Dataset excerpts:

BEGIN

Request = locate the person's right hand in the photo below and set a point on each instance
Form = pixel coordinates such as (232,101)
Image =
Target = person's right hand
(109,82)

END

Goal of the exercise
Copy out each record, keeping every word as it is.

Task solution
Request = locate the person's right hand in the photo below and set a point on each instance
Form = pixel coordinates such as (232,101)
Image =
Target = person's right hand
(109,82)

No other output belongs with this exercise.